→ Exercise instructions:
Pick up the courtroom account of Blanche's closing argument at the point where it ends and keep writing it.

→ Page extract:
— BEGIN —

Cohen has repeatedly lied under oath, Blanche says, launching into a litany of Cohen's lies: He lied to his family, to his kids, to his banker. He lied—Blanche stops himself—if you believe what he said on the stand, he lied to the FEC. He's literally like the MVP of liars. He lies constantly. He's lied to Congress, business associates, his bosses, and federal judges. In fact, he's also a thief. He literally stole on his way out the door tens of thousands of dollars from the Trump Organization. That’s a felony.

He also deeply hates Trump. Blanche plays clips from the Mea Culpa podcast. We march back through some of Blanche's themes during Cohen's cross-examination: Cohen profited to the tune of millions of dollars off of Trump's case. A witness who hates the defendant is actively making money off of that hatred and following what other witnesses say—an objection is sustained. Cohen is lying simply to benefit and protect Cohen—nobody else. Period.

Blanche says he’s almost done but he mentions that he wants to run through ten reasons for Reasonable Doubt.

  1. Invoices. Cohen created the invoices. They're accurate, and there's no evidence that Trump had an intent to defraud. There is no evidence that Trump knew they were sent. And none of them were addressed to him.
  2. The Valentine's Day 2017 vouchers and checks. There is no proof that Trump knew of anything Tarasoff did with respect to the vouchers. Two of the checks he never even saw or signed. The others he signed while running the country.
  3. No Intent to Defraud. There was a 1099 form. Trump tweeted what happened. And he submitted a form to the Office of Government Ethics. None of this is consistent with fraud
  4. No Intent to Commit or Conceal. There’s no evidence of intent to unlawfully influence the 2016 election, to willfully violate the FECA. There are no tax law violations because Cohen didn't understand the “gross up,” and there’s no falsification of business records anyway.

— END —

→ Supplied material:
— BEGIN —

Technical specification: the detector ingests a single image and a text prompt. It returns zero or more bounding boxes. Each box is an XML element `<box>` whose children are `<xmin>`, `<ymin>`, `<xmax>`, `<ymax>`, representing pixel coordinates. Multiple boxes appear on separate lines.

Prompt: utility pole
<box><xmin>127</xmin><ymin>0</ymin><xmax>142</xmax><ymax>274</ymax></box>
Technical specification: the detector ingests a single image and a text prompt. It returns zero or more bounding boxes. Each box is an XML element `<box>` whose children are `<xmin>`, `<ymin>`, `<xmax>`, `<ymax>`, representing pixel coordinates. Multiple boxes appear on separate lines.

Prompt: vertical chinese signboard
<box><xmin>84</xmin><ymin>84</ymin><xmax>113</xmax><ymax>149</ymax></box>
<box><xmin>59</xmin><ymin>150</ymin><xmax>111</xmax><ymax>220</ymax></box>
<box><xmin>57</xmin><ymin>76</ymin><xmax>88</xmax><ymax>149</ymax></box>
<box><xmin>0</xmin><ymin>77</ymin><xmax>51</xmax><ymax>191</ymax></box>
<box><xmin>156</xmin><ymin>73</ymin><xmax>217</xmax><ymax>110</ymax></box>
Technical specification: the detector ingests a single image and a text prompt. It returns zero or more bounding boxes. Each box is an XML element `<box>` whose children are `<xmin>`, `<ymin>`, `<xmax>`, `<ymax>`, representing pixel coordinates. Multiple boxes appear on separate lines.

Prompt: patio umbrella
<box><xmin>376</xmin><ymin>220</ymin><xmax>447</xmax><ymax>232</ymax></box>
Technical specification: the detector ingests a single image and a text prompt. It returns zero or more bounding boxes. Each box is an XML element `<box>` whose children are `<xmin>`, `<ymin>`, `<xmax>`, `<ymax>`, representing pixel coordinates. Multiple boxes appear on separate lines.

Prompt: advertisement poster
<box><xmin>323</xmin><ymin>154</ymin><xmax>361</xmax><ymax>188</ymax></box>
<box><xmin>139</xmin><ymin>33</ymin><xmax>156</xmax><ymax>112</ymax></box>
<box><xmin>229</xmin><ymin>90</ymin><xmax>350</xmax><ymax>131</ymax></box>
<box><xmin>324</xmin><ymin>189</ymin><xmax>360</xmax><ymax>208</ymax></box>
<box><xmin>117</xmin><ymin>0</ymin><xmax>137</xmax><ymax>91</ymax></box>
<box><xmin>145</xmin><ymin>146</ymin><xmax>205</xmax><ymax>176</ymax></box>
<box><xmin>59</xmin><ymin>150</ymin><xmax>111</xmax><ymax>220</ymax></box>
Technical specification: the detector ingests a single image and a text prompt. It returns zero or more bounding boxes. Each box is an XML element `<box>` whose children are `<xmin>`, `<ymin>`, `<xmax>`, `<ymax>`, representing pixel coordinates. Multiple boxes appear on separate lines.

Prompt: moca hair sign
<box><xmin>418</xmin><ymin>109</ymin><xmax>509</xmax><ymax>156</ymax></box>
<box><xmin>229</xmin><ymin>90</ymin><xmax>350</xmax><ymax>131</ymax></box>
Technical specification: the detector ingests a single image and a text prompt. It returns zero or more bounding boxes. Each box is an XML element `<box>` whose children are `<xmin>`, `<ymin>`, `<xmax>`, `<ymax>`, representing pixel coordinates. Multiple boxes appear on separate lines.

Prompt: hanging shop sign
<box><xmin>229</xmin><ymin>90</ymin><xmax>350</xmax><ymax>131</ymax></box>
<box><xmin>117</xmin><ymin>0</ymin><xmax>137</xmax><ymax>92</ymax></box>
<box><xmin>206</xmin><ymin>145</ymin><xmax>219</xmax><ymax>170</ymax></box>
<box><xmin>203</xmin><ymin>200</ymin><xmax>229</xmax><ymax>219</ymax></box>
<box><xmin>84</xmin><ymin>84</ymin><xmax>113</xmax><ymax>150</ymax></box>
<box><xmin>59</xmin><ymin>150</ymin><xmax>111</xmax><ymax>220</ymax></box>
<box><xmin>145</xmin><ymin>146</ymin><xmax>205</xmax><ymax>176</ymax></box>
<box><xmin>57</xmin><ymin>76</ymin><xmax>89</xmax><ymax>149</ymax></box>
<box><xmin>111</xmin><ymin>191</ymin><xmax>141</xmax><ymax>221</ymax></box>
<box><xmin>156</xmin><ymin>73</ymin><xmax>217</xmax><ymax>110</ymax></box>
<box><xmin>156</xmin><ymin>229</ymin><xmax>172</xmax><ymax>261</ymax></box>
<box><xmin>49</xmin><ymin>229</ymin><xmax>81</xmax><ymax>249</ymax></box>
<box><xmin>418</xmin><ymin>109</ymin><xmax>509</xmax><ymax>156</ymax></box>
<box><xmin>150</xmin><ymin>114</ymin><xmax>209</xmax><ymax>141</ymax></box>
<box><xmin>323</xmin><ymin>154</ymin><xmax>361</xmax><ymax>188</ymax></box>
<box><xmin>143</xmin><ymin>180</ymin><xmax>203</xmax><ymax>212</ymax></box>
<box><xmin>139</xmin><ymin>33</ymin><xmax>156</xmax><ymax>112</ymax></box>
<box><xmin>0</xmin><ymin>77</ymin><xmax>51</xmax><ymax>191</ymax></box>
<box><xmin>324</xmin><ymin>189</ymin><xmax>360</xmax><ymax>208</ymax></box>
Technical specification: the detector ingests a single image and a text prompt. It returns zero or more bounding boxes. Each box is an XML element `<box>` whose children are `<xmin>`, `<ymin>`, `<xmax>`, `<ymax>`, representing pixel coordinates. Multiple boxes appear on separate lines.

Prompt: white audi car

— END —
— BEGIN —

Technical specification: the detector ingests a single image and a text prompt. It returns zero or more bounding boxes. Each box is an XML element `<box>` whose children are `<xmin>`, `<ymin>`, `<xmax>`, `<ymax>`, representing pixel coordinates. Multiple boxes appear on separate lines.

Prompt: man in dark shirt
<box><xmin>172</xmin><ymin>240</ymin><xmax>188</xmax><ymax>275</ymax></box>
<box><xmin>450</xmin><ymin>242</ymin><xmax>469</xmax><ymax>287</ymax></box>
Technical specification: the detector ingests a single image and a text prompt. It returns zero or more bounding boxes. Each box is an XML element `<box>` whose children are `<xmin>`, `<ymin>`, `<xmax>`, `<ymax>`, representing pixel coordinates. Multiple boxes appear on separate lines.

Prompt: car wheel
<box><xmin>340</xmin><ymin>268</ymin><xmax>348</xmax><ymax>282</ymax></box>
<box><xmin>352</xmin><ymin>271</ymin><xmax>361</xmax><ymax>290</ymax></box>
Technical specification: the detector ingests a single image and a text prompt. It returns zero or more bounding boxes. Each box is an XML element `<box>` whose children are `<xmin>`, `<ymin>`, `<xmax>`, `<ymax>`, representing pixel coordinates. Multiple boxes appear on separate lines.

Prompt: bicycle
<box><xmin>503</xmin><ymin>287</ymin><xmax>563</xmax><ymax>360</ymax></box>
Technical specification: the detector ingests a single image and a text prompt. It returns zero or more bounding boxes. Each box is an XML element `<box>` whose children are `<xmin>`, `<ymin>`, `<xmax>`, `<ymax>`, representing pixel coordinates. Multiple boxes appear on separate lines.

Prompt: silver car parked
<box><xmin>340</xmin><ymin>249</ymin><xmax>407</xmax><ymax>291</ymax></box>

— END —
— BEGIN —

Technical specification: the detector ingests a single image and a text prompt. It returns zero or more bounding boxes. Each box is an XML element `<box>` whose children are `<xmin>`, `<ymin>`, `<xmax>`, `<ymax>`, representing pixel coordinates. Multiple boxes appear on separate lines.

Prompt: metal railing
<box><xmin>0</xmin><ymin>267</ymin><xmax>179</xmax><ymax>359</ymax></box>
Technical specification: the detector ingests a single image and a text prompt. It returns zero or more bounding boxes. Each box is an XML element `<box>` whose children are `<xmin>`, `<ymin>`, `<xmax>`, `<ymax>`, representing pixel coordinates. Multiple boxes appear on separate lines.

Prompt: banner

— END —

→ Solved exercise:
  5. No Illegal Agreement to Influence the Election. Remember, for the jury to believe this happened, Blanche says, there has to be an illegal conspiracy to criminally influence the election—an objection is sustained—and Weisselberg wasn't at the initial Pecker meeting.
  6. AMI Would Have Run Sajudin's Story. That's not catch-and-kill.
  7. McDougal Did Not Want Her Story Published. She wanted to be on magazine covers, and that's not catch-and-kill either.
  8. Daniels's Story Was Already Public. That's not catch-and-kill either.
  9. Manipulation of Evidence. There are a lot of documents, a lot of evidence in this case, but the prosecution has made mistakes. And we have caught them—the Schiller texts about the 14-yr-old, and the testimony about Cohen's phones, which he wiped and resynced.
  10. Cohen is The Embodiment of Reasonable Doubt. He is biased and motivated to tell you a story that isn't true. Have you guys heard of GOAT? Blanche asks the jury. Greatest of All Time? Beyond all peers? Michael Cohen is the GLOAT: the Greatest Liar of All Time.

The press chuckles heartily at this last one.

He raised his right hand And. He. Lied. To. Each. Of. You., Blanche continues. You cannot convict someone, send someone to prison—an objection is sustained—based on the words of Michael Cohen.

Blanche thanks the jury for listening for so long, and he flatters jurors about paying such close attention: This is not a referendum on how you feel about Trump, who you voted for in 2016 or whom you plan to vote for in 2024. The verdict has to do with the evidence you heard here.

If you do that, if you focus on the evidence you heard in this courtroom, this is a very quick, and easy, not guilty verdict, Blanche says.

And that's it for the defense.

He takes his seat next to Trump, and Justice Merchan delivers his typical pre-lunch instructions to the jurors.

With the jury gone, Steinglass rises to ask for a curative instruction related to Blanche's prison comment. He also says defense used the ruling to not give limiting instruction with respect to the retainer agreements issue as a sword, rather than shield, and Blanche proceeded to misstate NY law on the necessity of a retainer agreement.

Justice Merchan chastises Blanche for the prison comment. Someone who's been a prosecutor and defense attorney as long as he has should know that it's highly inappropriate, simply not allowed. Period. It’s hard for the judge to believe that it was accidental.

Justice Merchan says he will give a curative instruction.

We break for lunch. As we leave, several men saddled with bags from McDonalds head into the courthouse.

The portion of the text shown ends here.